▸ **TASK STATEMENT**
Pick out every line of the material below that contains the string "white", and copy each one in full.

[Stored material]
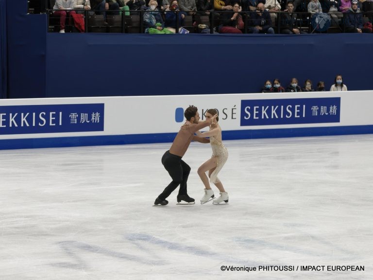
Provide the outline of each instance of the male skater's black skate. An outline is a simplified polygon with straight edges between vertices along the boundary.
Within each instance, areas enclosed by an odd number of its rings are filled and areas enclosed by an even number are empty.
[[[157,197],[154,202],[154,205],[153,206],[165,206],[168,204],[169,202],[166,199],[162,200],[159,197]]]
[[[187,202],[187,203],[180,203],[182,200]],[[187,194],[181,194],[177,196],[177,205],[188,205],[195,204],[194,198],[192,198]]]

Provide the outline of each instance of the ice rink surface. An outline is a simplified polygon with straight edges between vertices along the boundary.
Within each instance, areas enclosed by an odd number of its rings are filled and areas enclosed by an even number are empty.
[[[0,151],[0,279],[373,279],[373,135],[224,142],[227,205],[199,203],[208,144],[183,158],[196,204],[163,207],[169,143]]]

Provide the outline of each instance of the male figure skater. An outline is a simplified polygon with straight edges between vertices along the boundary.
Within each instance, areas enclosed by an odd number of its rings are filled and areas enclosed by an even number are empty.
[[[192,140],[201,143],[209,142],[208,139],[198,137],[194,135],[194,133],[210,125],[217,116],[217,114],[211,119],[199,122],[200,114],[197,107],[192,105],[185,110],[184,116],[186,121],[177,133],[170,150],[165,153],[162,158],[162,164],[169,172],[172,181],[158,195],[154,202],[154,205],[167,205],[169,202],[166,199],[179,184],[180,187],[177,195],[178,204],[183,200],[187,202],[188,204],[194,204],[194,199],[190,197],[186,192],[186,181],[190,172],[190,167],[181,158],[186,152]]]

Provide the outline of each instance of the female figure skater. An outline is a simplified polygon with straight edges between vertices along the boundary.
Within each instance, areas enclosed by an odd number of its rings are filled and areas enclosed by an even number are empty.
[[[206,120],[210,120],[218,113],[215,109],[210,109],[206,112]],[[196,134],[202,137],[209,137],[210,143],[212,148],[211,158],[203,164],[198,168],[198,173],[204,185],[204,195],[201,199],[201,204],[203,204],[214,199],[214,191],[211,190],[208,181],[208,178],[206,175],[206,172],[208,171],[208,176],[210,181],[216,186],[220,192],[220,196],[216,199],[213,203],[219,204],[224,201],[228,202],[229,196],[228,192],[225,192],[221,182],[218,178],[218,174],[221,169],[228,158],[228,151],[221,141],[221,128],[218,123],[219,117],[213,120],[210,125],[210,130],[205,132],[198,131]]]

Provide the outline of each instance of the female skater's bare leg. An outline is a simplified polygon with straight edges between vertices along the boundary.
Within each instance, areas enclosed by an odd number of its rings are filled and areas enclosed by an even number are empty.
[[[202,182],[204,185],[204,188],[206,190],[211,190],[211,187],[210,186],[210,183],[208,181],[208,178],[207,175],[206,175],[206,172],[212,169],[216,168],[216,158],[211,158],[203,163],[202,165],[200,166],[197,171],[197,173],[200,176],[200,178],[202,180]]]
[[[201,204],[204,204],[212,200],[215,197],[214,191],[211,190],[211,188],[210,187],[210,183],[208,181],[208,178],[206,175],[206,172],[212,169],[215,169],[216,168],[216,158],[212,158],[202,164],[202,165],[200,166],[200,168],[198,168],[198,171],[197,171],[198,175],[200,175],[200,178],[201,178],[203,185],[204,185],[205,188],[204,195],[203,195],[201,199]]]

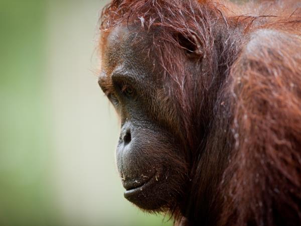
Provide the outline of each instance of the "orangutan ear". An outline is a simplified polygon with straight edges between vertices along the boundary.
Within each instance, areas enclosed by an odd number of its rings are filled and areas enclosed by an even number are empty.
[[[179,44],[185,51],[190,59],[200,59],[204,56],[204,48],[201,40],[194,35],[185,37],[178,34],[176,37]]]

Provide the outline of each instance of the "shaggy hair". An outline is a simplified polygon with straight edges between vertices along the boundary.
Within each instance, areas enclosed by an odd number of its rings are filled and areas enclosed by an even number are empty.
[[[119,25],[152,37],[143,51],[156,53],[154,65],[170,84],[168,93],[193,152],[185,216],[202,218],[196,222],[207,225],[213,212],[221,215],[219,225],[272,225],[282,222],[280,211],[292,224],[301,220],[297,2],[113,0],[102,11],[101,39]],[[181,40],[192,42],[193,37],[204,54],[192,65],[183,62]],[[190,72],[196,70],[200,74]],[[207,178],[213,179],[209,183]],[[181,219],[177,208],[172,212]]]

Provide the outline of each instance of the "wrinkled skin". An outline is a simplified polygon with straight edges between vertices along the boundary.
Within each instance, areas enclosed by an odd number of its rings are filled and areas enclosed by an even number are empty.
[[[176,113],[170,113],[174,105],[161,98],[166,85],[143,52],[150,41],[117,27],[104,42],[99,83],[121,118],[116,155],[124,196],[144,209],[171,209],[187,184],[188,163]]]

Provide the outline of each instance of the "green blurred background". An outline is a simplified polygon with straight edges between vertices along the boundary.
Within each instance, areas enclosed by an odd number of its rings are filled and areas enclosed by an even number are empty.
[[[0,225],[171,225],[123,197],[101,0],[0,0]]]

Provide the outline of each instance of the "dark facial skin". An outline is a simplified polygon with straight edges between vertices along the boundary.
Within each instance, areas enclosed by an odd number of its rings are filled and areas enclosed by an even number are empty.
[[[125,27],[103,38],[99,83],[121,119],[116,156],[124,197],[159,211],[181,198],[188,170],[176,110],[156,60],[144,51],[147,37]]]

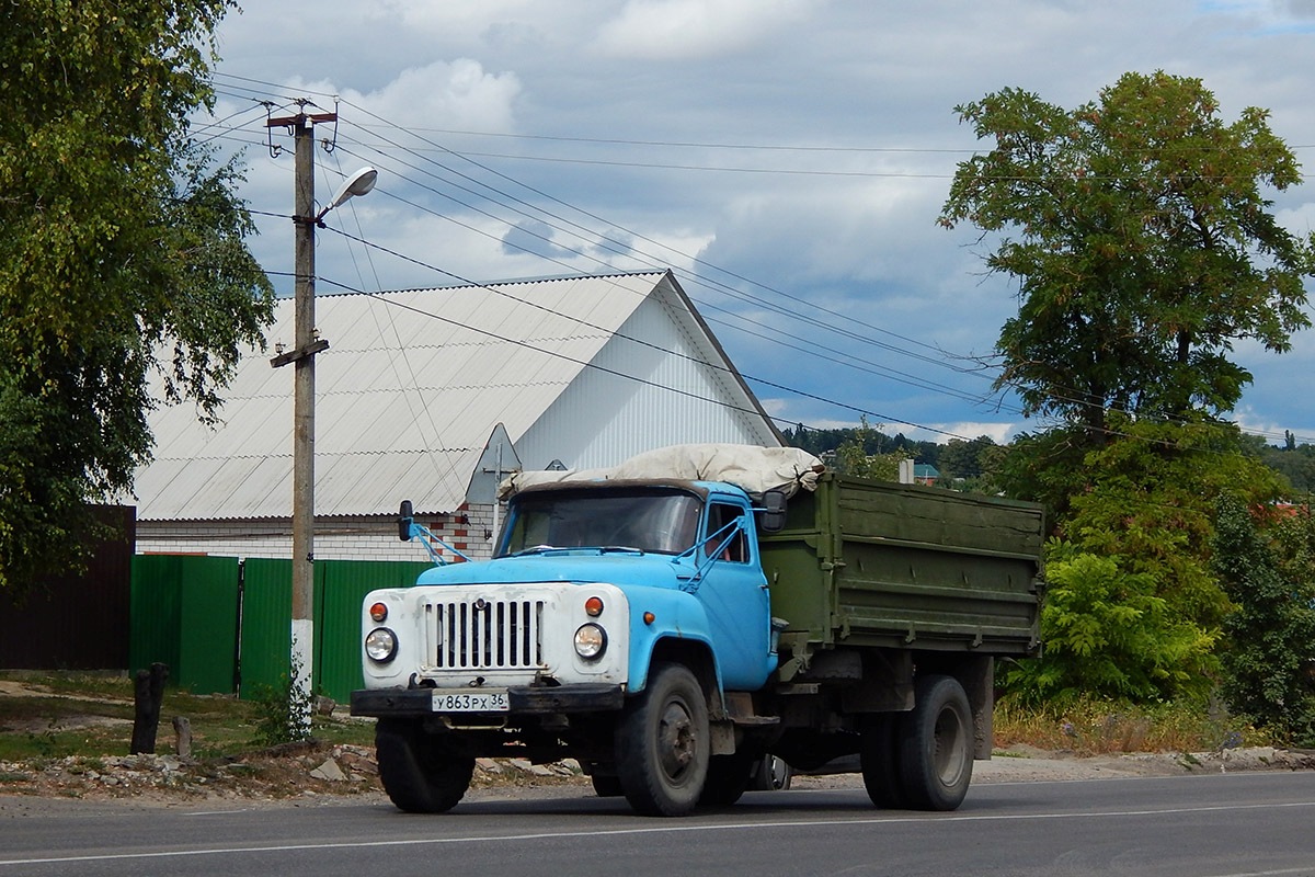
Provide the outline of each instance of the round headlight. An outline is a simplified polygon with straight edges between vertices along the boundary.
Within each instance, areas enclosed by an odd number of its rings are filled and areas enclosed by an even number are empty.
[[[608,648],[608,632],[597,625],[584,625],[576,631],[576,655],[592,660]]]
[[[397,635],[387,627],[376,627],[366,634],[366,655],[370,660],[387,664],[397,655]]]

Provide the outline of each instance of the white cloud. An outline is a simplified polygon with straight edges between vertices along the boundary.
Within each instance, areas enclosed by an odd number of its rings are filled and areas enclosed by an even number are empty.
[[[629,0],[598,29],[605,55],[696,59],[739,53],[806,20],[813,0]]]
[[[326,277],[401,288],[456,283],[435,268],[492,280],[673,266],[788,421],[869,412],[894,430],[1007,440],[1036,426],[974,402],[985,381],[932,362],[938,347],[989,352],[1016,306],[1007,277],[982,276],[990,247],[970,226],[935,226],[956,162],[984,146],[952,107],[1006,85],[1074,107],[1126,71],[1164,68],[1202,78],[1226,121],[1269,108],[1308,168],[1312,3],[284,0],[221,25],[216,117],[247,110],[231,122],[231,143],[250,143],[243,195],[285,217],[291,156],[267,158],[254,100],[350,101],[342,151],[317,158],[321,197],[358,162],[381,175],[330,224],[412,260],[326,233]],[[1315,227],[1311,184],[1273,197],[1286,227]],[[291,222],[259,222],[258,258],[289,271]],[[547,238],[522,238],[540,255],[504,246],[529,230]],[[784,334],[763,338],[764,325]],[[1239,346],[1256,373],[1245,423],[1315,429],[1315,333],[1294,341],[1286,356]]]

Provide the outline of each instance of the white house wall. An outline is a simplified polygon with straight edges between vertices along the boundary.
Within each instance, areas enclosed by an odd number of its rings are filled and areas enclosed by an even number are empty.
[[[567,468],[614,465],[640,451],[688,442],[780,444],[722,360],[696,343],[690,321],[679,320],[679,313],[688,314],[655,295],[631,314],[592,368],[515,442],[526,469],[552,460]]]

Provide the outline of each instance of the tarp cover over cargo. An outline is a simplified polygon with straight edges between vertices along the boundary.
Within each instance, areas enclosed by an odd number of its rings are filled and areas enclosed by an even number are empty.
[[[502,481],[498,498],[538,484],[681,479],[725,481],[759,500],[768,490],[781,490],[788,497],[800,489],[815,490],[823,471],[822,460],[797,447],[673,444],[609,468],[517,472]]]

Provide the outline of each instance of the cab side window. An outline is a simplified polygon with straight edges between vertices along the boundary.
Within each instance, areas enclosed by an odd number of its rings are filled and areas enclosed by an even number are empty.
[[[734,533],[729,529],[719,533],[729,523],[743,517],[744,510],[734,505],[713,502],[707,506],[707,535],[711,538],[704,543],[704,552],[709,557],[721,552],[722,560],[748,561],[748,539],[744,536],[743,527],[734,529]]]

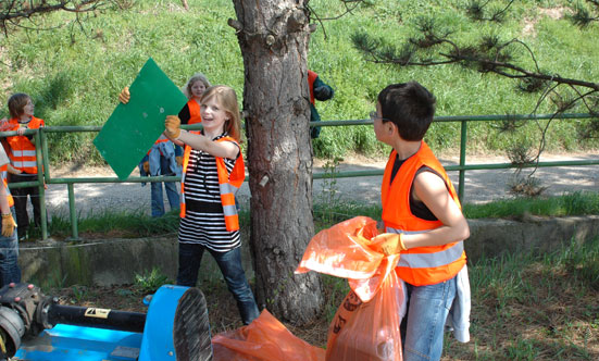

▸ **FULL RESPONSE**
Provide the outline of each instance of the white cloud. An outline is a simplified polygon with straight edges between vertices along the boundary.
Provide the outline of each instance of the white house wall. An outline is a simplified polygon with straight edges between vertices along the boundary.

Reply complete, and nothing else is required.